• Task to carry out: Rewrite only the stretch of rows that opens with the line containing "Target = fireplace hearth" and closes with the line containing "x=243 y=256", both ends included. Keep every line, the instruction lines too, and shift each x and y coordinate in the answers up by 85.

• Data to process:
——————
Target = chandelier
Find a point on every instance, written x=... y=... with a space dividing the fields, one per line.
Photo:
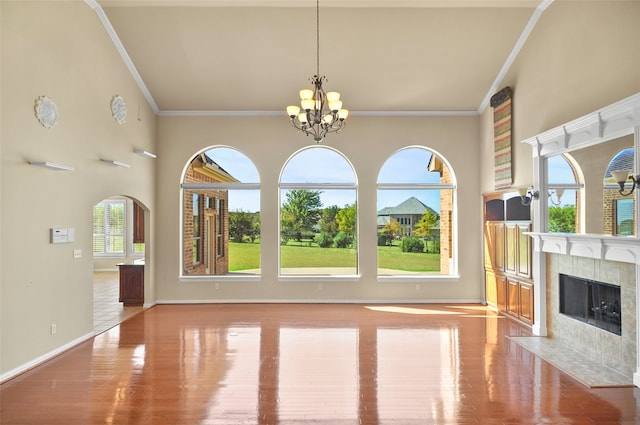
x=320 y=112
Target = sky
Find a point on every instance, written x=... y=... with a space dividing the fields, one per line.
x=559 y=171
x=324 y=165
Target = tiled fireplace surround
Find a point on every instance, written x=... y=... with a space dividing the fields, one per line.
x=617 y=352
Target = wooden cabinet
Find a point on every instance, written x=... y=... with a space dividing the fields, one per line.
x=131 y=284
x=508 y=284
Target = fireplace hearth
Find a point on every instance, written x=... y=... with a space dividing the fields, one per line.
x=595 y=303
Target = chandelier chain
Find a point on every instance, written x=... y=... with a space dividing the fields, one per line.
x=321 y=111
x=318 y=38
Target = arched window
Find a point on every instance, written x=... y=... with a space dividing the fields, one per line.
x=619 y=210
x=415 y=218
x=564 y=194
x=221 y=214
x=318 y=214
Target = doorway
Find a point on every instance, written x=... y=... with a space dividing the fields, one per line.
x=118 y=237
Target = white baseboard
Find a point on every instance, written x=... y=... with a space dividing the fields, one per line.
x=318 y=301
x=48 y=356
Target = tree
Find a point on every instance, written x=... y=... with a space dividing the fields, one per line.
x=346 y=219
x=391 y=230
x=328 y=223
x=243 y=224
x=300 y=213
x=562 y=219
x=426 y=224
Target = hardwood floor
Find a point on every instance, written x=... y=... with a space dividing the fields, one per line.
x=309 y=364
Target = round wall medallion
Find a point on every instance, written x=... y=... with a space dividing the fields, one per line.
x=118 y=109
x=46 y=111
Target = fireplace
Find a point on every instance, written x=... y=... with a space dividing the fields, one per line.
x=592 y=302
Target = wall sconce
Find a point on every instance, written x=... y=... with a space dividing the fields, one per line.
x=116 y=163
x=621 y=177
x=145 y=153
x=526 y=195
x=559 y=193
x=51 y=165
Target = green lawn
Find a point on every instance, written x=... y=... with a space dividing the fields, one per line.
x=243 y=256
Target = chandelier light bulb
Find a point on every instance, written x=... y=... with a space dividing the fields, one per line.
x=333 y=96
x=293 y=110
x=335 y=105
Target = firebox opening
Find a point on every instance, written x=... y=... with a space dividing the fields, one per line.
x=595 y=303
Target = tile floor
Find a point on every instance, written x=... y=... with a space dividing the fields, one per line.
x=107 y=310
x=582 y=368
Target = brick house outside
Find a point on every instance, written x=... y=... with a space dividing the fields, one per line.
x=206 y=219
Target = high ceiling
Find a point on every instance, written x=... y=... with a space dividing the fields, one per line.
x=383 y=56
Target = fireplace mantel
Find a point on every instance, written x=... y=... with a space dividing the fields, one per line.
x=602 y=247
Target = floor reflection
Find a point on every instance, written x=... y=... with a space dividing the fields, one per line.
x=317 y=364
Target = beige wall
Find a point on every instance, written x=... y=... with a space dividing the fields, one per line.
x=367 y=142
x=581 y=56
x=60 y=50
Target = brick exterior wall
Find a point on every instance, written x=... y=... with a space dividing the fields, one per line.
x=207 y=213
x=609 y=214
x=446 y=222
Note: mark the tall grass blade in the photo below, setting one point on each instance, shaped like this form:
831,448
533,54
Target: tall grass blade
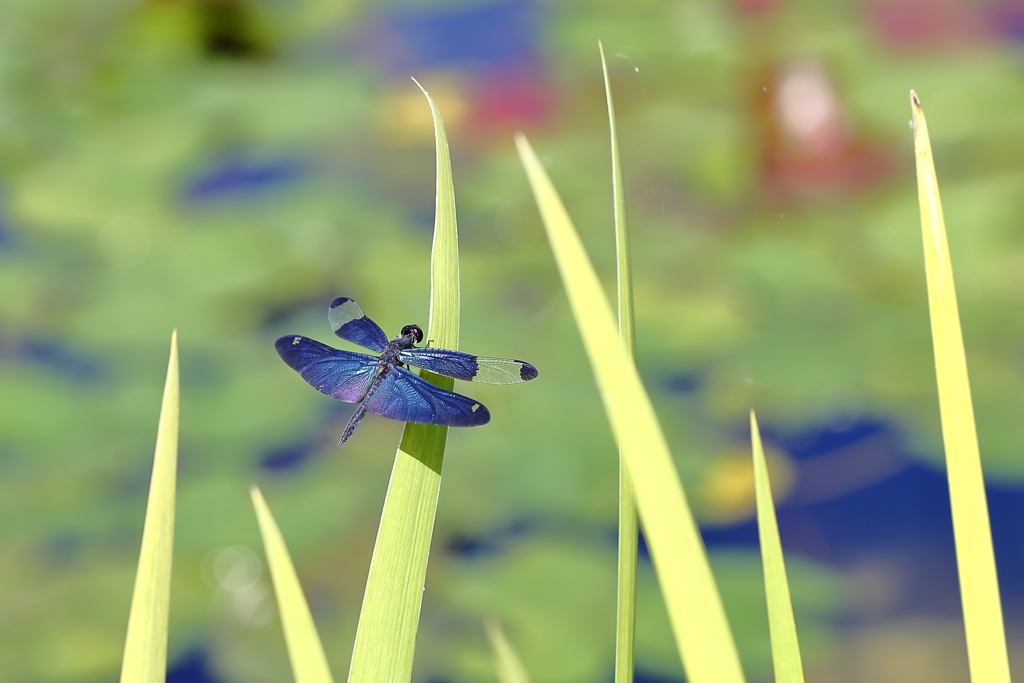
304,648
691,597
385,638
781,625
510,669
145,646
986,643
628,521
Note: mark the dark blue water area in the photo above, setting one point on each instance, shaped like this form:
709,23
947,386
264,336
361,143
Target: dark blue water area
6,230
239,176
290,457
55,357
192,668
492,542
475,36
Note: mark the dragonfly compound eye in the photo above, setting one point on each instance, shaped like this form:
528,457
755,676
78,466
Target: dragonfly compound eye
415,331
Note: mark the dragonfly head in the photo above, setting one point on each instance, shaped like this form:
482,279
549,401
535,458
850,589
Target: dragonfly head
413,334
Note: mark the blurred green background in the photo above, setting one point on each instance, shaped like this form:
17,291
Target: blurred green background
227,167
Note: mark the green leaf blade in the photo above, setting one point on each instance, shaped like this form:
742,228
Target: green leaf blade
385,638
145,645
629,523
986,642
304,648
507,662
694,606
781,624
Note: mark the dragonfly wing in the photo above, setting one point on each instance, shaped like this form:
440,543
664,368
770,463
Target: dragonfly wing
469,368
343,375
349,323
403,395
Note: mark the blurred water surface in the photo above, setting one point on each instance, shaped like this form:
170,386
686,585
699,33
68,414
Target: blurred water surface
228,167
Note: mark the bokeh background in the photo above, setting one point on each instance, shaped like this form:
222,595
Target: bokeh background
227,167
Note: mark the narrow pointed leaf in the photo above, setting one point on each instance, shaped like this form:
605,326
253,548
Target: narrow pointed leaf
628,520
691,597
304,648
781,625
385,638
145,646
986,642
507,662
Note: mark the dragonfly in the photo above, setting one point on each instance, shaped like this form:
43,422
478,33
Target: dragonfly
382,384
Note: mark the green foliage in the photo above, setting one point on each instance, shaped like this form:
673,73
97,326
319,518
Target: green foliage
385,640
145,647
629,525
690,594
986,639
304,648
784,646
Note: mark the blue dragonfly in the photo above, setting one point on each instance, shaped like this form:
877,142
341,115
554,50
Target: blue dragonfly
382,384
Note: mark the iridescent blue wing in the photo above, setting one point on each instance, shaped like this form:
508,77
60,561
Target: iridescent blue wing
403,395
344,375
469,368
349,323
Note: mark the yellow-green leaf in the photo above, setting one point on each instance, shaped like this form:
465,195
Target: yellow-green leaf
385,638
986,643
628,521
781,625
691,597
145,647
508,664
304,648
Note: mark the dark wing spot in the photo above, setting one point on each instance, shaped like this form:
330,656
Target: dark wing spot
——————
• Exercise response:
Target = fireplace hearth
Find a point on every instance, written x=... y=... with a space dividing the fields, one per line.
x=680 y=388
Target = chandelier chain
Find a point on every instance, written x=... y=... with a space dividing the fields, one per line.
x=406 y=196
x=403 y=123
Target = arched window
Find a point on every instance, written x=... y=... with a space dividing the fields, one per line.
x=704 y=295
x=500 y=303
x=649 y=279
x=306 y=299
x=403 y=299
Target = doorway
Find a point on every instance, written x=... y=... with a space dividing the fields, one per line.
x=203 y=322
Target = white baseboard
Find a point on every instance, written x=... y=... with a space dividing the fields, one per line.
x=403 y=386
x=133 y=441
Target = tree
Find a point on every instance, written x=... y=... with a space dividing the fields, one per line.
x=431 y=304
x=476 y=315
x=413 y=308
x=328 y=309
x=385 y=298
x=647 y=304
x=511 y=309
Target = hardwood floor
Find a point on every instance, written x=... y=... with a space dividing the fields, one per line.
x=394 y=449
Target = round wall medallion
Find a point on every instance, written x=... y=... with a space dividing the fields, one per line.
x=203 y=194
x=131 y=196
Target = fireplace
Find a point on every instance, written x=... y=... with a space dividing the fields, one per line.
x=677 y=387
Target = wall sconce
Find a point on every instance, written x=... y=... with a space dividing the fields, one per line.
x=201 y=248
x=706 y=262
x=230 y=238
x=611 y=280
x=644 y=278
x=136 y=250
Target = green lawn
Find a point on every instance, written x=... y=... with a space dividing the fields, one per line.
x=328 y=341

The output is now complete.